── DATA PROVIDED ──

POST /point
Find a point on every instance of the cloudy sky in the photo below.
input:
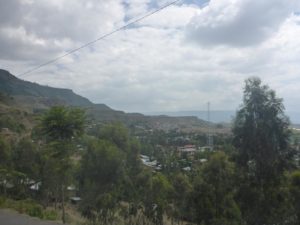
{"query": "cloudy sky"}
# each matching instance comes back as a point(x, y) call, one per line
point(178, 59)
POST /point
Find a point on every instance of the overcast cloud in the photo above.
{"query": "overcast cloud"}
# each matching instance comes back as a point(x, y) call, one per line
point(179, 59)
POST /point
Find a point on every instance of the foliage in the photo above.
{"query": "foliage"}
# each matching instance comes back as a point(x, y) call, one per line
point(213, 193)
point(261, 137)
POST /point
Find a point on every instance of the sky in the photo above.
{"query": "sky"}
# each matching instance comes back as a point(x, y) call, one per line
point(191, 53)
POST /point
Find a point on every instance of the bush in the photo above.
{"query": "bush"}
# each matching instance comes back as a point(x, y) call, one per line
point(2, 201)
point(34, 210)
point(50, 215)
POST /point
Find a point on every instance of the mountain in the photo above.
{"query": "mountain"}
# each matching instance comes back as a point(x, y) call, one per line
point(220, 116)
point(24, 96)
point(31, 93)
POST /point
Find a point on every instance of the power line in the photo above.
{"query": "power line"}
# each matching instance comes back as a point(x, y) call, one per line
point(98, 39)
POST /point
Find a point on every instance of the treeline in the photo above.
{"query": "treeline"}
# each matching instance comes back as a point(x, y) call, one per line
point(257, 182)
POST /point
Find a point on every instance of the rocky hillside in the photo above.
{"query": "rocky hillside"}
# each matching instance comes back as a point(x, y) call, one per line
point(34, 98)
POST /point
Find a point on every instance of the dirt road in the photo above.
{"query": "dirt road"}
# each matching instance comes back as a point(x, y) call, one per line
point(8, 217)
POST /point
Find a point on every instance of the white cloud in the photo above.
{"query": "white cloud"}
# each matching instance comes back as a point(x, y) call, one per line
point(152, 66)
point(239, 22)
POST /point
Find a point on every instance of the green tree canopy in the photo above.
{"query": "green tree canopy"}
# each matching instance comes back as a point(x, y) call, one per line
point(261, 133)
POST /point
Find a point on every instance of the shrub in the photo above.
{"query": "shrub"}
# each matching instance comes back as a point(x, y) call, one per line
point(50, 215)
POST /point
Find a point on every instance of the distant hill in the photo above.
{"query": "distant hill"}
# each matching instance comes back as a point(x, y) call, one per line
point(219, 116)
point(32, 93)
point(30, 97)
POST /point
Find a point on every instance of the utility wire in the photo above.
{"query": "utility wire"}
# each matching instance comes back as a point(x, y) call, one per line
point(98, 39)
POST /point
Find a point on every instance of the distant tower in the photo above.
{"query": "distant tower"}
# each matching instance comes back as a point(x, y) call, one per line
point(210, 141)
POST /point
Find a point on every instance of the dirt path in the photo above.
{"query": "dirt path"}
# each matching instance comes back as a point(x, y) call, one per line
point(8, 217)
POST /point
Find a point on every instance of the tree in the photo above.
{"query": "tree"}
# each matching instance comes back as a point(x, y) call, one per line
point(100, 177)
point(61, 125)
point(295, 193)
point(213, 193)
point(5, 163)
point(261, 137)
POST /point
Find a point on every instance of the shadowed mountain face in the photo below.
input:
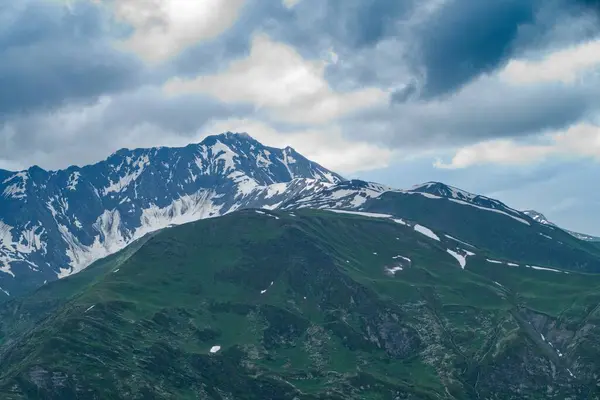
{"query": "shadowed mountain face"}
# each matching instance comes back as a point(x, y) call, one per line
point(305, 304)
point(54, 223)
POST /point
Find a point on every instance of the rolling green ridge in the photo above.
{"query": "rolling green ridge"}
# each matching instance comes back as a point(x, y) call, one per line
point(531, 242)
point(304, 305)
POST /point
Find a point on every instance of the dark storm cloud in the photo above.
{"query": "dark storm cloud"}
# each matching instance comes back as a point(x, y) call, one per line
point(486, 109)
point(53, 55)
point(466, 38)
point(80, 135)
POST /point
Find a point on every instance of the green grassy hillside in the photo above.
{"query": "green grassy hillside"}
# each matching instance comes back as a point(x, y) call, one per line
point(303, 305)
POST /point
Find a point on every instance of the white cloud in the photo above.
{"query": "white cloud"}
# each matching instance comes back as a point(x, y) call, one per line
point(290, 3)
point(581, 140)
point(565, 65)
point(326, 146)
point(163, 28)
point(276, 79)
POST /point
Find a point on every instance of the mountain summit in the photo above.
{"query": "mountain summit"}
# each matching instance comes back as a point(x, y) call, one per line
point(54, 223)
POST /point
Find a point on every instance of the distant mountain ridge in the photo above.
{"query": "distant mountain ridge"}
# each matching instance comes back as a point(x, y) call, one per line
point(55, 223)
point(541, 218)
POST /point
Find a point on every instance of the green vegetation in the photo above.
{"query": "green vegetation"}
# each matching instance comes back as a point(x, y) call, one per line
point(303, 306)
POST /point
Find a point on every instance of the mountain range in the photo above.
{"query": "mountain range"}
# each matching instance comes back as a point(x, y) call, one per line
point(55, 223)
point(232, 270)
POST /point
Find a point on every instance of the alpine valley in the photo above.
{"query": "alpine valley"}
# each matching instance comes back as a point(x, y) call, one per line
point(232, 270)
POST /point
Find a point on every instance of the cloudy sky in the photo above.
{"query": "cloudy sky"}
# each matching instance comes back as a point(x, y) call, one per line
point(499, 97)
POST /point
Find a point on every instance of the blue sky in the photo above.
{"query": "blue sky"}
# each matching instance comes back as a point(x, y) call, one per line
point(498, 97)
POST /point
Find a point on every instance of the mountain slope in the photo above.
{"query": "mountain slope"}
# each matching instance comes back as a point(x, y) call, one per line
point(541, 218)
point(54, 223)
point(304, 304)
point(477, 220)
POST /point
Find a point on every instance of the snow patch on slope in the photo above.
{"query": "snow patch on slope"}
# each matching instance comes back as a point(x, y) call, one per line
point(426, 231)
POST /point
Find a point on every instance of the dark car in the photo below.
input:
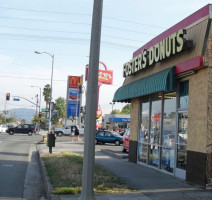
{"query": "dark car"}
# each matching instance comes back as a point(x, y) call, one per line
point(22, 128)
point(108, 137)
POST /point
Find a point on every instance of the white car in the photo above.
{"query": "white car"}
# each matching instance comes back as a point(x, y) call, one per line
point(3, 128)
point(66, 130)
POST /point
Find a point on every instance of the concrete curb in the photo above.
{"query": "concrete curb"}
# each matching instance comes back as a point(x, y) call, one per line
point(48, 187)
point(115, 154)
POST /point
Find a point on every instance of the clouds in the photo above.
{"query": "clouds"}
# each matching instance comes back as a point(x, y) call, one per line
point(5, 60)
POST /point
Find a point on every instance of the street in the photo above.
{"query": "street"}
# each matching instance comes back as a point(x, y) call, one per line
point(14, 156)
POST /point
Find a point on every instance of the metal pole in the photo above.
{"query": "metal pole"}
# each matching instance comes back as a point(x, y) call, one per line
point(80, 95)
point(50, 100)
point(40, 101)
point(91, 105)
point(77, 104)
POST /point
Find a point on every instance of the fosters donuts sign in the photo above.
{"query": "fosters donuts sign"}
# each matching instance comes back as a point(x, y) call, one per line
point(171, 45)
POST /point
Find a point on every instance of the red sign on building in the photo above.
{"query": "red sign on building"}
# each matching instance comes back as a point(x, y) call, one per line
point(74, 81)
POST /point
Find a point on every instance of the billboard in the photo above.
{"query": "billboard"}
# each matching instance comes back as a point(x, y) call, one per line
point(104, 76)
point(99, 118)
point(73, 96)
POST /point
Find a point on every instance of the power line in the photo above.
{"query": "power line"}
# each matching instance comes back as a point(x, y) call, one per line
point(81, 14)
point(50, 38)
point(78, 23)
point(57, 31)
point(42, 79)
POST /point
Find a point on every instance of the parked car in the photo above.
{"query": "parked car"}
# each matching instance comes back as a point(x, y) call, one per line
point(22, 128)
point(108, 137)
point(122, 132)
point(126, 140)
point(66, 130)
point(3, 128)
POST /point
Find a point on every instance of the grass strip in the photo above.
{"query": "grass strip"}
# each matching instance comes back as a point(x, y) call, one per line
point(65, 174)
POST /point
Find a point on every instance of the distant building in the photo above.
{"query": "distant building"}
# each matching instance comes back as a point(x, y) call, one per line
point(169, 85)
point(116, 120)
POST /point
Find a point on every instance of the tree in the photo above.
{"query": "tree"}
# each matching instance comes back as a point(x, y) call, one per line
point(126, 109)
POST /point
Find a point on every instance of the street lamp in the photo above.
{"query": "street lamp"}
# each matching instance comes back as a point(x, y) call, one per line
point(112, 103)
point(40, 97)
point(50, 100)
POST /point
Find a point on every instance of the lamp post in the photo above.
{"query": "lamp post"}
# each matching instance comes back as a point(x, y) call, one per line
point(40, 97)
point(112, 103)
point(50, 100)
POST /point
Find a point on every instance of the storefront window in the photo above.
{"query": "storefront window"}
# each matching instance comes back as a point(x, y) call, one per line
point(169, 132)
point(142, 153)
point(144, 130)
point(155, 119)
point(153, 155)
point(184, 96)
point(182, 139)
point(167, 159)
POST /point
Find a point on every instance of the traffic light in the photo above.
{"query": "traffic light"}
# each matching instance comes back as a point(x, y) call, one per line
point(7, 96)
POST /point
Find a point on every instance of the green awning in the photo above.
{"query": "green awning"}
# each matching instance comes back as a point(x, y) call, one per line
point(161, 81)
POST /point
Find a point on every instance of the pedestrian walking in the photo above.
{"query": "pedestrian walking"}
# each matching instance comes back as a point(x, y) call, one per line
point(77, 133)
point(72, 133)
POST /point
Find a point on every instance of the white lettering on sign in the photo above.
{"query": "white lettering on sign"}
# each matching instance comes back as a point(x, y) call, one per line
point(162, 50)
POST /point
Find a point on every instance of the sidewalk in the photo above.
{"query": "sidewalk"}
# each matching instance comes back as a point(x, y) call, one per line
point(152, 184)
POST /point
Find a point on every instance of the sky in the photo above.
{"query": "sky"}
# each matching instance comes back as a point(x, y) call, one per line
point(62, 28)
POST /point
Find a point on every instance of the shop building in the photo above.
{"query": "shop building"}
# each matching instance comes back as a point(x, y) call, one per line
point(116, 120)
point(169, 85)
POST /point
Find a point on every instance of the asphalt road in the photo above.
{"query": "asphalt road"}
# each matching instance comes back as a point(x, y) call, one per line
point(14, 157)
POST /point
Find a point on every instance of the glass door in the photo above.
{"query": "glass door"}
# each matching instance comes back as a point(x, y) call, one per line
point(181, 144)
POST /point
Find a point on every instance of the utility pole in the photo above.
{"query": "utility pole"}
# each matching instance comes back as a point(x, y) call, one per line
point(91, 105)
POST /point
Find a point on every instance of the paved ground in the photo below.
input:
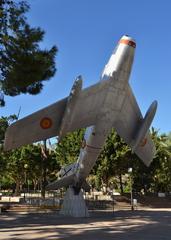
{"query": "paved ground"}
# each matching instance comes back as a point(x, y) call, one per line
point(139, 225)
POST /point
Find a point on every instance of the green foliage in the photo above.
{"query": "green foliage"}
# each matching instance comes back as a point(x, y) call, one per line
point(68, 148)
point(23, 66)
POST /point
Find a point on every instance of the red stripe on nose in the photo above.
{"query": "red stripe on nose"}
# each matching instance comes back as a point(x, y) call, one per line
point(128, 42)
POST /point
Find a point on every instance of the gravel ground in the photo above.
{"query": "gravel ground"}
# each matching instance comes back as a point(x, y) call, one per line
point(141, 224)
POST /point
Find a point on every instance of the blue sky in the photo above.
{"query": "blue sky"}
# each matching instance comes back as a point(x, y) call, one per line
point(86, 32)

───

#### THE PROBLEM
Your answer should hold every line of the entries that contains the string "range".

#### RESULT FOR THIS TASK
Find a point on every instance of the mountain range in the photo above.
{"query": "mountain range"}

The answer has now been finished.